#### Input material ####
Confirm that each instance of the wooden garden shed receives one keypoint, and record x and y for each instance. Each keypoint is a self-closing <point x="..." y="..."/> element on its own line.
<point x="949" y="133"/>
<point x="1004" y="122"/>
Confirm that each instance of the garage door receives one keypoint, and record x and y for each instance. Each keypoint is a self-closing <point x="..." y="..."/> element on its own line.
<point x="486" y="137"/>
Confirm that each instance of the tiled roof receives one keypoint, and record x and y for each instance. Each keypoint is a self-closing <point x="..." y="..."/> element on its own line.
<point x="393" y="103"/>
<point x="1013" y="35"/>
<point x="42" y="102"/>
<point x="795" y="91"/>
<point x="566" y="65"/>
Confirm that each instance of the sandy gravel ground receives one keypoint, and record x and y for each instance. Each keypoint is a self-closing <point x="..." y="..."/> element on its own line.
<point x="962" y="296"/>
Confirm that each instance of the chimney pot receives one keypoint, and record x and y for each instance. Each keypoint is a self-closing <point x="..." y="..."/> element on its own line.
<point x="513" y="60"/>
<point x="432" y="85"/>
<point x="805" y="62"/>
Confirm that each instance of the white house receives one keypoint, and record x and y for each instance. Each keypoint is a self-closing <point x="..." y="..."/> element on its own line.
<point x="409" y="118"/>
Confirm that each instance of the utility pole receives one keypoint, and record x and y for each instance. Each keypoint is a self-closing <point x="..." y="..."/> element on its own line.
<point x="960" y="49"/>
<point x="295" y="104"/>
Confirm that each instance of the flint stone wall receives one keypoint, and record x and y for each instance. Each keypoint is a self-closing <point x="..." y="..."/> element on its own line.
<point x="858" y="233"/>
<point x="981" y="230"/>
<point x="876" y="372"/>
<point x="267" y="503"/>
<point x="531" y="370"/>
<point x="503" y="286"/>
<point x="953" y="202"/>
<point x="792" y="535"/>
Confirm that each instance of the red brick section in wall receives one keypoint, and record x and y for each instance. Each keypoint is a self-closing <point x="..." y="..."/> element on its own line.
####
### Problem
Please arrange every line of the records above as a JSON list of strings, one string per line, omitting any blank lines.

### Result
[
  "Confirm that each instance of the wooden garden shed receives one keypoint, and record x and y for each instance. Each keypoint is a self-closing <point x=\"...\" y=\"...\"/> element on its own line.",
  "<point x=\"949\" y=\"133\"/>",
  "<point x=\"1004\" y=\"122\"/>",
  "Confirm that each instance of the garage door receives one keypoint, and record x and y for each instance. Each keypoint is a self-closing <point x=\"...\" y=\"...\"/> element on its own line.",
  "<point x=\"486\" y=\"137\"/>",
  "Confirm that each instance of the tiled roof receives one keypoint, and record x and y for each instance. Each keypoint is a self-closing <point x=\"...\" y=\"...\"/> element on its own line.",
  "<point x=\"393\" y=\"103\"/>",
  "<point x=\"1013\" y=\"35\"/>",
  "<point x=\"42\" y=\"102\"/>",
  "<point x=\"795\" y=\"91\"/>",
  "<point x=\"566\" y=\"65\"/>",
  "Confirm that each instance of the sandy gravel ground receives one keypoint, and record x and y for each instance. Each keypoint is a self-closing <point x=\"...\" y=\"...\"/> element on its own line.",
  "<point x=\"962\" y=\"296\"/>",
  "Confirm that each instance of the chimney pot receives one keypoint, and record x and y for each instance. Each keypoint is a self-closing <point x=\"...\" y=\"...\"/> element on its own line.",
  "<point x=\"513\" y=\"60\"/>",
  "<point x=\"432\" y=\"85\"/>",
  "<point x=\"805\" y=\"62\"/>",
  "Confirm that each instance of the white house receives one keypoint, and record x and y for each instance. Each keypoint is a self-closing <point x=\"...\" y=\"...\"/> element on its own line.",
  "<point x=\"409\" y=\"118\"/>",
  "Confirm that each instance of the utility pole receives one keypoint, and record x and y for each instance. Each keypoint is a self-closing <point x=\"...\" y=\"...\"/> element on its own line.",
  "<point x=\"960\" y=\"49\"/>",
  "<point x=\"295\" y=\"104\"/>",
  "Confirm that each instance of the flint stone wall receives one keypoint, and record x and y for each instance. Each keypoint is a self-closing <point x=\"...\" y=\"...\"/> element on its own line.",
  "<point x=\"858\" y=\"233\"/>",
  "<point x=\"981\" y=\"230\"/>",
  "<point x=\"876\" y=\"372\"/>",
  "<point x=\"267\" y=\"503\"/>",
  "<point x=\"531\" y=\"370\"/>",
  "<point x=\"503\" y=\"286\"/>",
  "<point x=\"953\" y=\"202\"/>",
  "<point x=\"792\" y=\"535\"/>",
  "Confirm that each instance of the red brick section in wall receives one keypoint, and record x and y for each instance. Each keypoint is a self-closing <point x=\"...\" y=\"...\"/> element on its own line."
]